:: DOCUMENT TEXT ::
# # #

To achieve a full polarization conversion, it is required that each LPR changes retardance by at least 2π. Figure 2 demonstrates two simulation cases. For a linear polarization state, this allows the generation of any desired azimuthal angle, relative to the different retardations of ${\delta }_2[\pi to3\pi ]$ with ${\delta }_1$ as zero, the continuous line of which is shown in Fig. 2(a). For another case, we considered the generated SOPs with the varying retardations of ${\delta }_1[0to2\pi ]$ with ${\delta }_2$ as $2\pi$, the continuous line of which is shown in Fig. 2(b). The results indicated LHCP and RHCP occur at $\frac{3\pi }{2}$ of ${\delta }_1$ and$\frac{\pi }{2}$ of ${\delta }_1$, respectively. Hence, the combination of both LPRs provides a faster and more precise way to achieve any desired linear and circular polarization.

Fig. 2.

Stokes parameters of the simulation (solid lines) and experimental (symbols) performance of the Dual-LC PSHG microscopy system with (a) keeping the ${\delta }_1$ retardance constant (zero), and (b) keeping the ${\delta }_2$ retardance constant (2π).

# # #

:: SUPPLIED DATA ::

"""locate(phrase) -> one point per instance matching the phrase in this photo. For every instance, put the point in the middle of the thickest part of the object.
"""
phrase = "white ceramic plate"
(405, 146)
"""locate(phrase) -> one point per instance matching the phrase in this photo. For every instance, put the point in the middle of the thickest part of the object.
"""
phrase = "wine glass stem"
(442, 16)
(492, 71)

# # #

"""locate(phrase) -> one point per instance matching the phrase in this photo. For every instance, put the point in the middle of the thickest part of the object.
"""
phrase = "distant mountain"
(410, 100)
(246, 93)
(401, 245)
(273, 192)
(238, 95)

# # #

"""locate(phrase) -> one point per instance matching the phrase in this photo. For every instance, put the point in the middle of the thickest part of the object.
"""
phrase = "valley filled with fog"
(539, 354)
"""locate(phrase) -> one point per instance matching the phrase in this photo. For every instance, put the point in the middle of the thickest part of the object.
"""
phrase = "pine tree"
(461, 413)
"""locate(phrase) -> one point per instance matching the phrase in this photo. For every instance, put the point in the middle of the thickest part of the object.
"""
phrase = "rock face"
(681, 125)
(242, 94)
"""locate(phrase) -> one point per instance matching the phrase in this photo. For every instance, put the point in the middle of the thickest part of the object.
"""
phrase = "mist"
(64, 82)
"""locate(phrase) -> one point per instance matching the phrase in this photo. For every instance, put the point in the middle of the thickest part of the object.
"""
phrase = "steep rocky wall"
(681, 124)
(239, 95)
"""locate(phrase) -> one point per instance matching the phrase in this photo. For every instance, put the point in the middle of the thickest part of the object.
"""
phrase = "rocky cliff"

# # #

Continue the passage above on polarization conversion with the two liquid-crystal retarders, picking up after its last sentence.

A commercial Stokes polarimeter (PAX1000 IR1, Thorlabs, USA) with an accuracy of ±0.25% was used to probe the performance of our measuring system by measuring the Stokes parameters of the SOP at focusing plane. Figure 2 shows the experimental performance of the PSHG system through the applied voltage (symbols), with thorough curve fitting corresponding to the retardance range of ${\delta }_1$ from 0 to 2π and to a phase delay range of ${\delta }_2$ from π to 3π, respectively. In comparing the simulation curves, it can be seen that the value of $S_3$ (red stars) in Fig. 2(a) and S2 (green stars) in Fig. 2(b) are not zero, and reached a maximum value of 0.21 and 0.11, respectively. The differences for this deviation are similar to a previous paper in the literature [37], suggesting the sources of distortion might be from non-perfect alignment of the scanning galvo mirror pair, Fabry-Perot interference effects, and temperature changes. We note that the practice polarization control for imaging, a look-up table (LUT) was created for LHCP, RHCP and linear polarization states for every 10° of rotation angle from 0–180°.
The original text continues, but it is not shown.